**Your goal**
State how many lines below hold the word "white". Give that number and no other text.

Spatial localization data
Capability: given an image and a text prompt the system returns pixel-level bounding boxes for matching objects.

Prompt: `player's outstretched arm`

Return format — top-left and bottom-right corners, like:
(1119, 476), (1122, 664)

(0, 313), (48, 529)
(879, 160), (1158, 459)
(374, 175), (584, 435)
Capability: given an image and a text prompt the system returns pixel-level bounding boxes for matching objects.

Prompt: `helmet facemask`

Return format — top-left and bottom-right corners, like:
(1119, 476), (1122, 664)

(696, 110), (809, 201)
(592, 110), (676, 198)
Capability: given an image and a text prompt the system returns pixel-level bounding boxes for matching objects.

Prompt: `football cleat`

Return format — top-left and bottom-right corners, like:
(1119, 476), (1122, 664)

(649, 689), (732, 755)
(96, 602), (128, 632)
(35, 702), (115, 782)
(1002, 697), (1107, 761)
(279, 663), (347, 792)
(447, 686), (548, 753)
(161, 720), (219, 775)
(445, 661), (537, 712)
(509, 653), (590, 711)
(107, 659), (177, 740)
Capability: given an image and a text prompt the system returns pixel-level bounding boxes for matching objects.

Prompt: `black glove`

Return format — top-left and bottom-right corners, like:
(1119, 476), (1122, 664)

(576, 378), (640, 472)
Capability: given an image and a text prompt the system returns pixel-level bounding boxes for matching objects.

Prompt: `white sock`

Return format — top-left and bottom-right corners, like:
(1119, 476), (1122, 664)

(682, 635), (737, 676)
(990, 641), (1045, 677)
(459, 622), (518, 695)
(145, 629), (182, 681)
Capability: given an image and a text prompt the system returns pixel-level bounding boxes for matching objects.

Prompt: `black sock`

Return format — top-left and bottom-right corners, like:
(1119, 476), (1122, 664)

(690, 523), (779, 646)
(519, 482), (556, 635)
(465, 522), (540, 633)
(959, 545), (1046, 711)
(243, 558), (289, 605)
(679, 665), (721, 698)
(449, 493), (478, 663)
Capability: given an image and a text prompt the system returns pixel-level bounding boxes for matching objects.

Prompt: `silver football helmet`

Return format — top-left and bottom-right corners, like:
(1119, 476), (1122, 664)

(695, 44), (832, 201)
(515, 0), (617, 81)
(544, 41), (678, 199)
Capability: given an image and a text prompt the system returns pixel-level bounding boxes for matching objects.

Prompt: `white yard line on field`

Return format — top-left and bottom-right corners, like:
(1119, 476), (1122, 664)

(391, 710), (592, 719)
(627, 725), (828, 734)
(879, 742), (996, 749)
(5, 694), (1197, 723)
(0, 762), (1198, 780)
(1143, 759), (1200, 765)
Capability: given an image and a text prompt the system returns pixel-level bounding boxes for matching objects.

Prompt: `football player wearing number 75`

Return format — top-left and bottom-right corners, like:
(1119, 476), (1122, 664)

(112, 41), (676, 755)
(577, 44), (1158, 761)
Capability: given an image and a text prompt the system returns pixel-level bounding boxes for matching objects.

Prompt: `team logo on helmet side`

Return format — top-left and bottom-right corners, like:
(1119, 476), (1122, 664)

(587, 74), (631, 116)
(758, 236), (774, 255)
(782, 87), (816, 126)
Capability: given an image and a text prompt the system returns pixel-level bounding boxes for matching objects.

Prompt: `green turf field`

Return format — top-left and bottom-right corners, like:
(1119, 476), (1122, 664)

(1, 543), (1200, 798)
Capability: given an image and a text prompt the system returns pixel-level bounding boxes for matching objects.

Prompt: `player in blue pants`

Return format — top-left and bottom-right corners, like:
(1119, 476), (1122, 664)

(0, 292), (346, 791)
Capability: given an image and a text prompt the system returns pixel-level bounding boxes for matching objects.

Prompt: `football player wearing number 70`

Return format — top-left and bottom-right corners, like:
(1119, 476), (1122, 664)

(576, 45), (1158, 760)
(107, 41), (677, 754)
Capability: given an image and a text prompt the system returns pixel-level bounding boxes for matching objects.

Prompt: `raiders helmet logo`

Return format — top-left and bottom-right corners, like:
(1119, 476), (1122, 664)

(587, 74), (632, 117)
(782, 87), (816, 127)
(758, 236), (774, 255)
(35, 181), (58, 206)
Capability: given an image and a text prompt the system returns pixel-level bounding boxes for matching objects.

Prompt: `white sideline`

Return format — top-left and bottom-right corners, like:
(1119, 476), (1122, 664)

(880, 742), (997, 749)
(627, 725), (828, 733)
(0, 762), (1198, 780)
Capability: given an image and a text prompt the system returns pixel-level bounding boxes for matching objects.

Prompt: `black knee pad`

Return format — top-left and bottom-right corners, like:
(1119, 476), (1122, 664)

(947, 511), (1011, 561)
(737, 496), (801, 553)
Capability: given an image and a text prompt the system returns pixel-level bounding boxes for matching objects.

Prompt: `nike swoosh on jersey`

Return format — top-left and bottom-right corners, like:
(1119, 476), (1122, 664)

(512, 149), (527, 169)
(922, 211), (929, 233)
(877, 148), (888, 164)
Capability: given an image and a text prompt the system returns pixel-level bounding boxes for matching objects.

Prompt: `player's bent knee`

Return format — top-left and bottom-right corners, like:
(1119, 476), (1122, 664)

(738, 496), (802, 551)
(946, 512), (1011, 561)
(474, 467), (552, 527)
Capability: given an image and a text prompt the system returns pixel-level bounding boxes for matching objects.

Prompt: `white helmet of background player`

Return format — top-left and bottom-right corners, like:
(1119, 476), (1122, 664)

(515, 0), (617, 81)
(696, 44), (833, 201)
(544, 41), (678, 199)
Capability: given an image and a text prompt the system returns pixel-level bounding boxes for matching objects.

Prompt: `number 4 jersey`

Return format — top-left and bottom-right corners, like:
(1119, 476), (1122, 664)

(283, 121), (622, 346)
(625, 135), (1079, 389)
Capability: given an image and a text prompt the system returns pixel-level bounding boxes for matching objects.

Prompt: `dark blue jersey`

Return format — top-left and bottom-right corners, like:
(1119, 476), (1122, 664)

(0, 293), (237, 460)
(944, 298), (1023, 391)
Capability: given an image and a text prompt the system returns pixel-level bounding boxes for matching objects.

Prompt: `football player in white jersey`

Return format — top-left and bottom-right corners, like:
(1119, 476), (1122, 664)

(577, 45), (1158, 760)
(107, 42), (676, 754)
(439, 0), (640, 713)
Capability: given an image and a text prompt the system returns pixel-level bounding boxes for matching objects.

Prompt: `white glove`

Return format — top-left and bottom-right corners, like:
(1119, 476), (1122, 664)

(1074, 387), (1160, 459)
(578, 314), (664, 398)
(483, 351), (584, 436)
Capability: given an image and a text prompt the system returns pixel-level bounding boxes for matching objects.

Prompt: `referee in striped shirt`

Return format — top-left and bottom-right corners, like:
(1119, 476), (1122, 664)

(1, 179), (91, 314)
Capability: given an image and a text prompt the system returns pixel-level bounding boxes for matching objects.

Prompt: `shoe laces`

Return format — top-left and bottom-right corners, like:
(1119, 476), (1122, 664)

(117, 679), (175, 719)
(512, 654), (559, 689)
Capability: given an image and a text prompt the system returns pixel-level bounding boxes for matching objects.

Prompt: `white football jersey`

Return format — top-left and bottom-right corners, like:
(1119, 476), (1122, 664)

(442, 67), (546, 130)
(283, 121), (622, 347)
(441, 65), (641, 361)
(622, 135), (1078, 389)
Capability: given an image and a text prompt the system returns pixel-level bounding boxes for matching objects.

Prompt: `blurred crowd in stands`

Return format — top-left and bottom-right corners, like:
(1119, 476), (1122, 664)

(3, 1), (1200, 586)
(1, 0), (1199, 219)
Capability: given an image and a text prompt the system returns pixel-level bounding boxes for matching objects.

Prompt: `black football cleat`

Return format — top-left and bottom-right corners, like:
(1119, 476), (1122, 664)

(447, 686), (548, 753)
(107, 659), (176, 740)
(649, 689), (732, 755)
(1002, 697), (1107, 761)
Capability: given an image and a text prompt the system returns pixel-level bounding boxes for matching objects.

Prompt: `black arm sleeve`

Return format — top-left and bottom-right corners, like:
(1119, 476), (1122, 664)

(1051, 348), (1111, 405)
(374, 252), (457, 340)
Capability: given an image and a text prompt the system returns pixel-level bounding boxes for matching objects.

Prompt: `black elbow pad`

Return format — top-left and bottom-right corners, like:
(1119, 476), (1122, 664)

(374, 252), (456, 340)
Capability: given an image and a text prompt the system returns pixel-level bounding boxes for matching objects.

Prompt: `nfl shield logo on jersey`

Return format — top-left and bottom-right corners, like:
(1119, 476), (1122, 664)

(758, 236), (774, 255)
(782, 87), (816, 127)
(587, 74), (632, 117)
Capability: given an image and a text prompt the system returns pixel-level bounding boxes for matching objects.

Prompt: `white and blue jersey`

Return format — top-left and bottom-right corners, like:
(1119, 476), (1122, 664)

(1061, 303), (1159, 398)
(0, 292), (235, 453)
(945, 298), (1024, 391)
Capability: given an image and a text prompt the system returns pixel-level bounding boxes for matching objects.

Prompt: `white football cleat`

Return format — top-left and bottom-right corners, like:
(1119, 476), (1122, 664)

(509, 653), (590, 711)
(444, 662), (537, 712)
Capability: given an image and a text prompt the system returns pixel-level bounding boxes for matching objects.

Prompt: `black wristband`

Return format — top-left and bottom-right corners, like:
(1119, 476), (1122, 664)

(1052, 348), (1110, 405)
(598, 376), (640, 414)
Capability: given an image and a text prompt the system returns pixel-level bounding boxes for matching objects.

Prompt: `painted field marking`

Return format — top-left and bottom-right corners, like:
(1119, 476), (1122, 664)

**Solution to the problem**
9